#### [Point placement records]
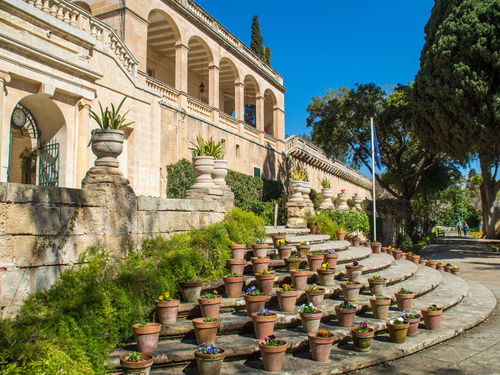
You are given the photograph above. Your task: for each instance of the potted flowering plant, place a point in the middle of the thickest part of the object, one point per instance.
(326, 275)
(287, 297)
(234, 284)
(210, 304)
(167, 308)
(259, 248)
(315, 295)
(292, 262)
(209, 359)
(273, 353)
(135, 362)
(380, 306)
(404, 299)
(354, 271)
(254, 300)
(345, 314)
(310, 316)
(205, 329)
(263, 323)
(398, 329)
(321, 344)
(265, 281)
(432, 316)
(413, 320)
(350, 290)
(331, 257)
(362, 336)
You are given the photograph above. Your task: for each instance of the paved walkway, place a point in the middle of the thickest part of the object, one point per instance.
(476, 351)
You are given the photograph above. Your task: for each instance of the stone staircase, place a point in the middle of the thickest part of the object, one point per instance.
(466, 304)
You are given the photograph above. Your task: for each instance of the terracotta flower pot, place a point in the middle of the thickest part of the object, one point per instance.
(413, 328)
(345, 317)
(263, 325)
(380, 308)
(377, 286)
(167, 311)
(404, 301)
(299, 278)
(236, 265)
(259, 264)
(315, 261)
(210, 306)
(321, 347)
(303, 250)
(191, 290)
(353, 272)
(326, 277)
(205, 331)
(287, 300)
(273, 356)
(260, 250)
(316, 297)
(431, 318)
(331, 259)
(397, 332)
(234, 285)
(265, 283)
(210, 364)
(350, 291)
(362, 340)
(292, 263)
(238, 251)
(310, 322)
(132, 368)
(284, 251)
(147, 337)
(255, 303)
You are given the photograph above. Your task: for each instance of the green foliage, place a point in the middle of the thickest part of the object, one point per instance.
(180, 177)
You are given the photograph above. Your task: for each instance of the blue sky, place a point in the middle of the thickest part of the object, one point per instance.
(331, 43)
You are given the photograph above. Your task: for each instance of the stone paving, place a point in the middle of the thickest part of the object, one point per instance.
(476, 351)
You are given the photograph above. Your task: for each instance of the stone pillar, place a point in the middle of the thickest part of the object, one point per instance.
(4, 128)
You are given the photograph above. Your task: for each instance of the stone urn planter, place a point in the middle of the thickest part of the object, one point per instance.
(345, 316)
(205, 330)
(203, 167)
(238, 251)
(107, 145)
(234, 285)
(377, 286)
(273, 356)
(210, 364)
(147, 337)
(315, 261)
(380, 308)
(143, 367)
(191, 290)
(259, 264)
(167, 311)
(431, 318)
(263, 324)
(299, 278)
(210, 306)
(326, 277)
(236, 266)
(265, 282)
(321, 347)
(287, 300)
(350, 291)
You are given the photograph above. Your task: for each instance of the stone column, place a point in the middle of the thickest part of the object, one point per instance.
(4, 128)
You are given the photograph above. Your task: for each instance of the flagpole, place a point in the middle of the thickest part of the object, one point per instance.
(373, 182)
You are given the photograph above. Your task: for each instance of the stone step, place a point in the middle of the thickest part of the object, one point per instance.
(174, 357)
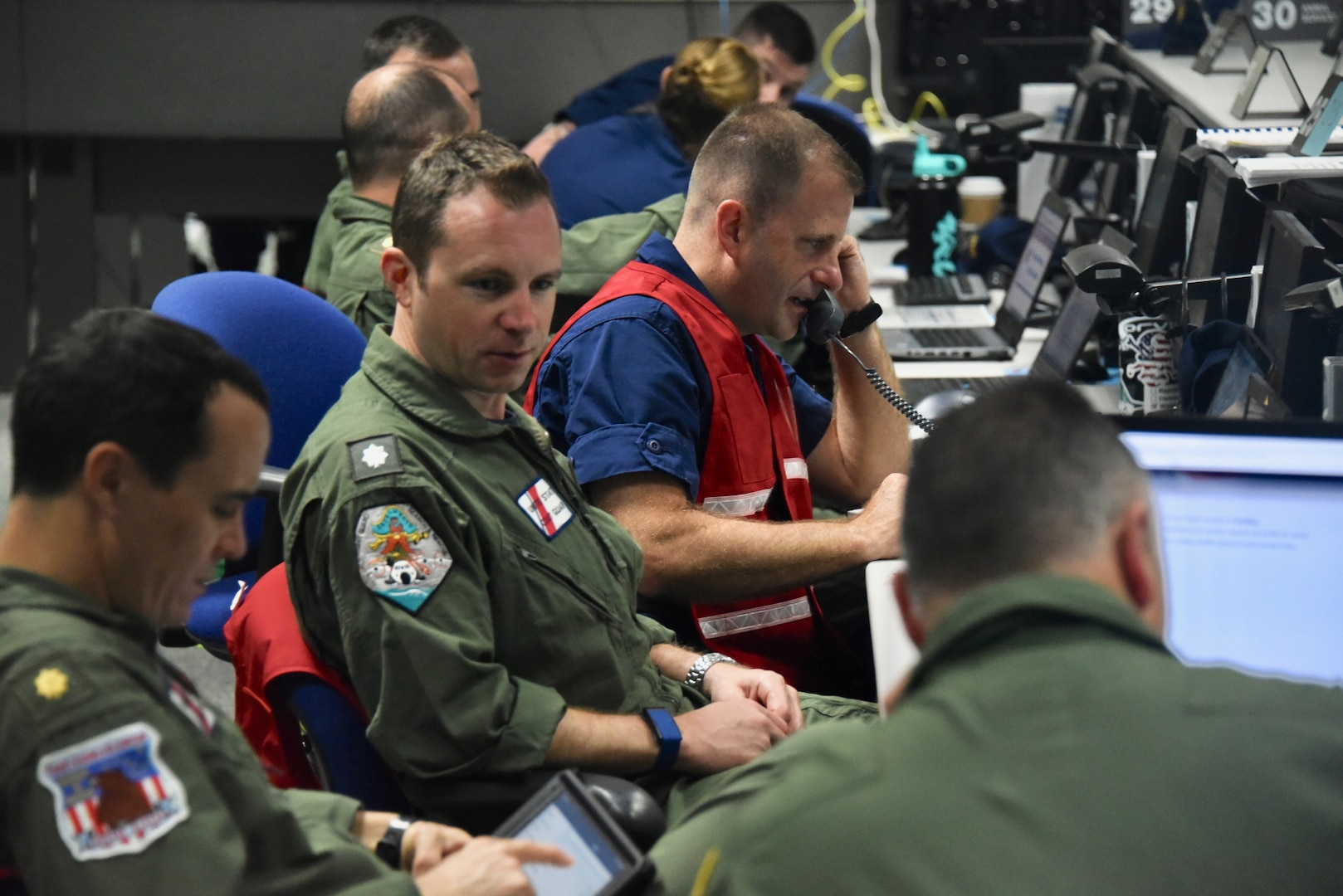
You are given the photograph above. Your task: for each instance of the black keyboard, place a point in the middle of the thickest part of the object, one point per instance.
(949, 338)
(940, 290)
(917, 390)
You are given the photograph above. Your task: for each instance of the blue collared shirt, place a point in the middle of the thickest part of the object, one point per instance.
(625, 391)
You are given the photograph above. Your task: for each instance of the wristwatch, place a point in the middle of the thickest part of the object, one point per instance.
(390, 846)
(861, 319)
(669, 738)
(701, 666)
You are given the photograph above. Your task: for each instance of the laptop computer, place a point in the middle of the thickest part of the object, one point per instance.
(1057, 355)
(997, 343)
(940, 290)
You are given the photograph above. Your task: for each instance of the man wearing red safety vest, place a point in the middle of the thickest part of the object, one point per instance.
(700, 440)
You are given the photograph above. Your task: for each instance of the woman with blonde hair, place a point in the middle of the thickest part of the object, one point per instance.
(623, 163)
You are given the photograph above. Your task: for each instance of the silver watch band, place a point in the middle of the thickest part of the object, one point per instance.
(695, 677)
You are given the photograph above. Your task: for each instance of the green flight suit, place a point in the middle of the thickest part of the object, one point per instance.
(120, 779)
(519, 598)
(595, 249)
(354, 284)
(320, 256)
(1047, 743)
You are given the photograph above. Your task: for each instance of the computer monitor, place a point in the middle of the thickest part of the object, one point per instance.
(1251, 524)
(1160, 231)
(1295, 340)
(1228, 226)
(1100, 113)
(1075, 323)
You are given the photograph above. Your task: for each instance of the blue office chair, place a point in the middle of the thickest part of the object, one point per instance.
(841, 124)
(302, 349)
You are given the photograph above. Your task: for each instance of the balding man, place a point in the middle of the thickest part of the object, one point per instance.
(699, 438)
(1047, 742)
(402, 39)
(393, 113)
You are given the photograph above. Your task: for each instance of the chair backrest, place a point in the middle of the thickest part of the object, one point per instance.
(284, 691)
(847, 134)
(300, 345)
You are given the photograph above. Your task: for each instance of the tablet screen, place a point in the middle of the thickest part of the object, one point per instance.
(565, 825)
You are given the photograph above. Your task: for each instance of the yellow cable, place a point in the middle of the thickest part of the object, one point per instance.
(853, 84)
(701, 879)
(927, 100)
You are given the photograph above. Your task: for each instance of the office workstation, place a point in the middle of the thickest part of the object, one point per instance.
(673, 448)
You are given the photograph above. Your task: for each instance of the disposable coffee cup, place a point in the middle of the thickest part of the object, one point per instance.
(980, 197)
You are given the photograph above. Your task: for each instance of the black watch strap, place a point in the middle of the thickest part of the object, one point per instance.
(860, 320)
(390, 846)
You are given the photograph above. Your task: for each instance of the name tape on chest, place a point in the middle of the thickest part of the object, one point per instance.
(113, 793)
(545, 507)
(399, 557)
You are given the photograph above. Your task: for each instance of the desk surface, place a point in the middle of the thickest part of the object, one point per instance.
(1209, 97)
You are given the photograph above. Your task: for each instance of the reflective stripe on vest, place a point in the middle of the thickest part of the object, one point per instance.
(775, 614)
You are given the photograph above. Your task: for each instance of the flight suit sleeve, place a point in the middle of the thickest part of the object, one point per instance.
(417, 624)
(109, 790)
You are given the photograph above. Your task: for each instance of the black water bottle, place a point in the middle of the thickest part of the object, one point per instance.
(934, 215)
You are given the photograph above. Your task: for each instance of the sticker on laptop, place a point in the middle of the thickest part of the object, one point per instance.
(115, 794)
(545, 508)
(400, 558)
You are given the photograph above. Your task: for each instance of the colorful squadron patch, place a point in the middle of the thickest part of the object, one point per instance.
(399, 557)
(545, 508)
(115, 796)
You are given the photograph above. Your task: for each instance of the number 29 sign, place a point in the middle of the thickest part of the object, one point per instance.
(1272, 21)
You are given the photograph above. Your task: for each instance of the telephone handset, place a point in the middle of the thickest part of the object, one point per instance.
(823, 323)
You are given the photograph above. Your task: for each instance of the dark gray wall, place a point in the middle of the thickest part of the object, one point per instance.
(280, 69)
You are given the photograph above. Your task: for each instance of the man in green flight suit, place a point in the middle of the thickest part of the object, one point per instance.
(442, 557)
(137, 441)
(402, 39)
(393, 113)
(1047, 742)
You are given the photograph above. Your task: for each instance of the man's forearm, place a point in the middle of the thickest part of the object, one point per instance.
(601, 742)
(693, 555)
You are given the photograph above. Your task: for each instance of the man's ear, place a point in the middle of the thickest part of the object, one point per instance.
(730, 222)
(914, 624)
(1138, 555)
(398, 273)
(106, 473)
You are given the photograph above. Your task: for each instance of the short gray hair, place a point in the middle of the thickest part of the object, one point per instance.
(1025, 476)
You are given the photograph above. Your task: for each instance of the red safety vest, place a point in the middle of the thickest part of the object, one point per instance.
(740, 470)
(265, 642)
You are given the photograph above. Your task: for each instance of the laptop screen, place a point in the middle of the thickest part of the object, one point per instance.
(1036, 258)
(1252, 533)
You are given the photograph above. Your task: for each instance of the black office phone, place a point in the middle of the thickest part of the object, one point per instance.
(823, 321)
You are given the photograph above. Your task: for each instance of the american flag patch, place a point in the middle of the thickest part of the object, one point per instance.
(113, 794)
(545, 508)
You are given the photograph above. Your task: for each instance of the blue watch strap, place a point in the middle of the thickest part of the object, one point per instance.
(669, 738)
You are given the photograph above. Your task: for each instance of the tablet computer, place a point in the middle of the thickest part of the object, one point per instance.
(564, 815)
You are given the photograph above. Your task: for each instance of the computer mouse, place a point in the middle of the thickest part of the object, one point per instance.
(942, 403)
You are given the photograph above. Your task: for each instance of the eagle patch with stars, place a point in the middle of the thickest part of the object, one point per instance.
(399, 557)
(378, 455)
(113, 794)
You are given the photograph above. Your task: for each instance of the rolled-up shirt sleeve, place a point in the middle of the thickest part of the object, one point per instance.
(621, 395)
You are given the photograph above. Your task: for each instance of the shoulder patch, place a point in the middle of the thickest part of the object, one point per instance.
(378, 455)
(545, 507)
(399, 557)
(113, 793)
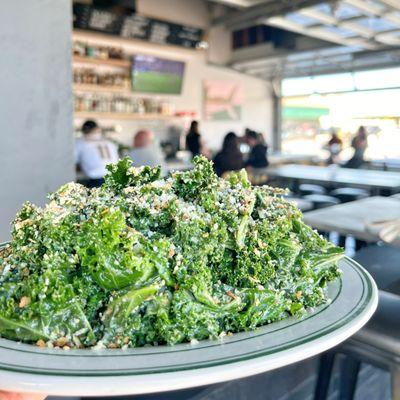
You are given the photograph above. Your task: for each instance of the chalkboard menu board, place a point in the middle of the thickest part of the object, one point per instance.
(135, 27)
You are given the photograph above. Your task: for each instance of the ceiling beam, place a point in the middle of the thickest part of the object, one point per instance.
(319, 33)
(250, 16)
(238, 3)
(371, 8)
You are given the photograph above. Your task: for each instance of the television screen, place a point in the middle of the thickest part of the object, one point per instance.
(157, 75)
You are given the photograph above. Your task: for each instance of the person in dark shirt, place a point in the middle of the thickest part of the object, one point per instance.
(359, 144)
(193, 139)
(229, 158)
(258, 151)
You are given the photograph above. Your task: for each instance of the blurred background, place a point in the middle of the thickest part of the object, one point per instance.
(304, 94)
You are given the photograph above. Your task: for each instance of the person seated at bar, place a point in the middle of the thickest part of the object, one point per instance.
(93, 152)
(145, 151)
(258, 151)
(359, 144)
(229, 158)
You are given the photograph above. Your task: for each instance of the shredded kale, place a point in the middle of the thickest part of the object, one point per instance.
(144, 260)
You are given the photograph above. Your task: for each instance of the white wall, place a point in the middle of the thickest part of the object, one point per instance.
(36, 147)
(257, 102)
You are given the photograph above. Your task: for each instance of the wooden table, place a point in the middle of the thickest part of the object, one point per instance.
(336, 176)
(353, 218)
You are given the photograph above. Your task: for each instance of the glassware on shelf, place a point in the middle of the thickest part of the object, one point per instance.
(121, 104)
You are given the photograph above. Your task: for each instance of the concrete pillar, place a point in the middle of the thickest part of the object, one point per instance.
(36, 140)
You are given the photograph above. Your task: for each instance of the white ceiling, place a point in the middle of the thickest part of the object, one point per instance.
(364, 33)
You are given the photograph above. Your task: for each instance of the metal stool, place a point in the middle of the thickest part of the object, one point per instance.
(321, 200)
(378, 343)
(307, 188)
(349, 194)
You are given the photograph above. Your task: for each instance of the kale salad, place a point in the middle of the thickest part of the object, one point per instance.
(145, 260)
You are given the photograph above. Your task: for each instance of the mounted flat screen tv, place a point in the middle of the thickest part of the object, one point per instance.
(157, 75)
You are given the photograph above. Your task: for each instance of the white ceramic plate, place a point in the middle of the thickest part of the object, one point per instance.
(155, 369)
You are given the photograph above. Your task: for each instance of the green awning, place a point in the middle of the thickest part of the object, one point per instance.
(304, 113)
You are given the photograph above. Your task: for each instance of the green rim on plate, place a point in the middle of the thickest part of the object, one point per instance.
(352, 297)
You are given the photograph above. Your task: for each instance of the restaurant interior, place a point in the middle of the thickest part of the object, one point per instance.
(304, 95)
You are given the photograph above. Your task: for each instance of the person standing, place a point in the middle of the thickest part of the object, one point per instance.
(359, 144)
(193, 141)
(258, 151)
(93, 152)
(334, 146)
(230, 157)
(145, 151)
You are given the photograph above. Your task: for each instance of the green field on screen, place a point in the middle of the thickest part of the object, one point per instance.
(157, 82)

#### [WORK TO COMPLETE]
Transcribe, word for word, every line from the one containing "the green rim" through the final line of the entries, and nothing else.

#### [ANSWER TO THE TASK]
You are given the photograph above. Your task: for each instance of the green rim on plate, place a point in the middle of the thickest part of the object, one point per instance.
(352, 297)
You are given the photograph above. Your task: for each instance of the restaurant interior, place a point in the middle of the thickest part of the object, one point per instance.
(304, 95)
You are given the photograph above. Your task: for each instance of the person standing, place a point in the middle of the thickest part of the object, one point per instance.
(359, 144)
(193, 141)
(258, 151)
(93, 152)
(334, 146)
(230, 157)
(145, 151)
You are given the photograph above. Your task: for each instance of the green field on screen, place a point in the middle of the thickest part of the object, one point per instance.
(157, 82)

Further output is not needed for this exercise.